Aim of the task: Starting at the line that contains "the rock rubble.", restate each line word for word through the final line of the data, keeping both ends.

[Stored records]
= = = =

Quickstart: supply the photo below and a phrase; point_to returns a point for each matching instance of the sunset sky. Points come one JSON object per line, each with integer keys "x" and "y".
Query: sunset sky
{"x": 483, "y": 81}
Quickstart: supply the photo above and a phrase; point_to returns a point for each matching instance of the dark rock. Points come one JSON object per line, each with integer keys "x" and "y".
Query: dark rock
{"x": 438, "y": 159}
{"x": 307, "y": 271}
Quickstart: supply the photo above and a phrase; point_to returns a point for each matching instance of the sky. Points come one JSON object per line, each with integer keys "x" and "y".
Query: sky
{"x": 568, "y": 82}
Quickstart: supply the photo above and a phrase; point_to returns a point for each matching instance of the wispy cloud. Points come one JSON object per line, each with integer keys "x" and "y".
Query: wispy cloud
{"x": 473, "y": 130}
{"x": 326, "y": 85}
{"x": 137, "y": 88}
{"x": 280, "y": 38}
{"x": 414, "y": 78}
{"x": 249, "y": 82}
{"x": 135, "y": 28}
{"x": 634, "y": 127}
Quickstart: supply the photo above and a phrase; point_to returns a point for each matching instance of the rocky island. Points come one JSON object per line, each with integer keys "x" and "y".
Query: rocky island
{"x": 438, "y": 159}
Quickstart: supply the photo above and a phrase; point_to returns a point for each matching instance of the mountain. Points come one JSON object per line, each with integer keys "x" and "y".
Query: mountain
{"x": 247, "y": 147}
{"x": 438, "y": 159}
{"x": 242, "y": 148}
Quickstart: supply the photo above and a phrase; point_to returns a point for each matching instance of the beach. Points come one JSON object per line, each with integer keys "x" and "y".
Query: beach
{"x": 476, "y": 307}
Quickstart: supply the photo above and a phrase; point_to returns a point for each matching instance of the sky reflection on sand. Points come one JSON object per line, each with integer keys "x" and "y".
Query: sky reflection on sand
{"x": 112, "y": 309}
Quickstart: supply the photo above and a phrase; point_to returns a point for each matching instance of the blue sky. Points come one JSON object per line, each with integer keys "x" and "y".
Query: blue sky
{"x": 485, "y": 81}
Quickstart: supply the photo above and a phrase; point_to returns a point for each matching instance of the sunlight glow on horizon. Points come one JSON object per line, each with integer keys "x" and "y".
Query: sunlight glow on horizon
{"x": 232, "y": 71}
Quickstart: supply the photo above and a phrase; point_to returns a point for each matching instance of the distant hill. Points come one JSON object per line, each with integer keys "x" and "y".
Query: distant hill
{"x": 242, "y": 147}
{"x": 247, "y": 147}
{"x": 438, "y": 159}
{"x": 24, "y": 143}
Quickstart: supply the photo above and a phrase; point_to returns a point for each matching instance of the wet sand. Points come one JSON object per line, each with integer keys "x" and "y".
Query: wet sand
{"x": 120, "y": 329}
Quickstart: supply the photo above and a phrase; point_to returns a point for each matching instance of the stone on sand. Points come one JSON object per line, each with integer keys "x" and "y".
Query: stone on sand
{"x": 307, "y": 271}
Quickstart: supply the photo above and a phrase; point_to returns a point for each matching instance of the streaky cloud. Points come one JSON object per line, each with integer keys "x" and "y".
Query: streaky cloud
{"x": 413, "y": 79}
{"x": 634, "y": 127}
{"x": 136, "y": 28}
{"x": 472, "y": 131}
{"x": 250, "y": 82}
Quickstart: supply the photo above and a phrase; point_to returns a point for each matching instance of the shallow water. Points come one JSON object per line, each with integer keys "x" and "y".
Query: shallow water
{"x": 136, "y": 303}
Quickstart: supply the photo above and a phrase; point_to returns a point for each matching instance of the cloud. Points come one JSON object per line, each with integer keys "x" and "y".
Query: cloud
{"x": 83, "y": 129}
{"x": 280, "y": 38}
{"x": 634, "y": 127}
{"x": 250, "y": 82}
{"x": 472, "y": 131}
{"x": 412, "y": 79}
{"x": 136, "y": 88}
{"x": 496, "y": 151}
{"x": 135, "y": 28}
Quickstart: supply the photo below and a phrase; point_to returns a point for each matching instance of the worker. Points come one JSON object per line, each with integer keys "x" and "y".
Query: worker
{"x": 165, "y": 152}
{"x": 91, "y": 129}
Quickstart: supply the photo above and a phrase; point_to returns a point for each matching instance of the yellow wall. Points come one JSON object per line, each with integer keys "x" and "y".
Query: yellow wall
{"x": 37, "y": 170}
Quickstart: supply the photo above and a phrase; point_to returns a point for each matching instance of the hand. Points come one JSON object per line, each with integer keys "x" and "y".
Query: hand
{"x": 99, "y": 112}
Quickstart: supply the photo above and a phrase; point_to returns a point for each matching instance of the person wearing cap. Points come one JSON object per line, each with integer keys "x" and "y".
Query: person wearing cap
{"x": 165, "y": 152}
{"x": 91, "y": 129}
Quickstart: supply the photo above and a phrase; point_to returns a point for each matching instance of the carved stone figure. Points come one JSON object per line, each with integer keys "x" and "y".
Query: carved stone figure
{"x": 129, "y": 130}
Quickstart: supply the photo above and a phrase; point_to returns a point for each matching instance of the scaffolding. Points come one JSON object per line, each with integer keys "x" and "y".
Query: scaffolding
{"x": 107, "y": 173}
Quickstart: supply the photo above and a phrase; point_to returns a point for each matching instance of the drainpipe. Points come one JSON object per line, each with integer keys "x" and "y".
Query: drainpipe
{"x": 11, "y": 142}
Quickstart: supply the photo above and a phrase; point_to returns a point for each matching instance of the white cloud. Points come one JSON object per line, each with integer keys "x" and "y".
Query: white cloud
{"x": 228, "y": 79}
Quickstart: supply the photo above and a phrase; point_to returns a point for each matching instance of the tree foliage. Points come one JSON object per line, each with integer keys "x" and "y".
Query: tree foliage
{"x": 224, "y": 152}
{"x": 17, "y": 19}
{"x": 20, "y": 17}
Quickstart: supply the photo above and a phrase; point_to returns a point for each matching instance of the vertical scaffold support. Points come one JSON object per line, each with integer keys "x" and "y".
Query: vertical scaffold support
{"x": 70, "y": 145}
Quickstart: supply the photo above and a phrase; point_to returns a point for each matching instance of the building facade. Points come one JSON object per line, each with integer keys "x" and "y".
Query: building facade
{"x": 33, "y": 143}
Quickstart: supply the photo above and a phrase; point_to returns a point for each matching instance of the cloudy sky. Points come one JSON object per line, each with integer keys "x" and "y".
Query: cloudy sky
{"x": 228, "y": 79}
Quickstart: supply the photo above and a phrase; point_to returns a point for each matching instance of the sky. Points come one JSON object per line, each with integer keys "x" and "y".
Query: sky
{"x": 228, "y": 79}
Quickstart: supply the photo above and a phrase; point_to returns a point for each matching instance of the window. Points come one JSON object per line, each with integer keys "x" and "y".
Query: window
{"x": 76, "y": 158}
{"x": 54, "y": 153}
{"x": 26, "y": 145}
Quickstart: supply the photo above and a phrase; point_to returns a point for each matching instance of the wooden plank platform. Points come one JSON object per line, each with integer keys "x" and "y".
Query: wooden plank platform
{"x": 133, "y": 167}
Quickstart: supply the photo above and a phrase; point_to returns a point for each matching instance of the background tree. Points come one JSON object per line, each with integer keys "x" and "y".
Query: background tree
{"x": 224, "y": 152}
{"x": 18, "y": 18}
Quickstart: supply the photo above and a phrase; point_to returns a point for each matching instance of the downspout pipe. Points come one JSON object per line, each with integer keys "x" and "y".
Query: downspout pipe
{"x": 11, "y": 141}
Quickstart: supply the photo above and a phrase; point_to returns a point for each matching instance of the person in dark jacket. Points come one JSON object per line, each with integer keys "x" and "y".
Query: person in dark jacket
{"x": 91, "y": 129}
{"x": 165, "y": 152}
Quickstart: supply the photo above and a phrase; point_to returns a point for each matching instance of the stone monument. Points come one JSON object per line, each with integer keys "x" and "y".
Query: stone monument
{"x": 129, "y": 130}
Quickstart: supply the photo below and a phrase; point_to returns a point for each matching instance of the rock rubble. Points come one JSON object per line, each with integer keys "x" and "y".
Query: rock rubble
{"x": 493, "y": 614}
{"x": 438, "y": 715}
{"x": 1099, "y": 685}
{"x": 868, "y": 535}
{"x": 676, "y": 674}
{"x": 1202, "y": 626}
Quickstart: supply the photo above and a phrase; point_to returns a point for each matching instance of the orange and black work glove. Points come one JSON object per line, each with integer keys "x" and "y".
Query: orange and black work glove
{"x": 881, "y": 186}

= = = =

Problem solution:
Quickstart: supply the photo below and a phrase; point_to returns a point for each matching instance of the rock rubble. Points come one JSON object per line, each with integer keys "x" and "y".
Query: rock rubble
{"x": 493, "y": 614}
{"x": 438, "y": 715}
{"x": 1099, "y": 685}
{"x": 868, "y": 535}
{"x": 676, "y": 674}
{"x": 1202, "y": 626}
Quickstart: supply the photo above and a phrase; point_to returns a point for each matching instance of the orange and black work glove. Points come one JSON object per line, each with integer keys "x" and "y".
Query: orange and black work glove
{"x": 881, "y": 186}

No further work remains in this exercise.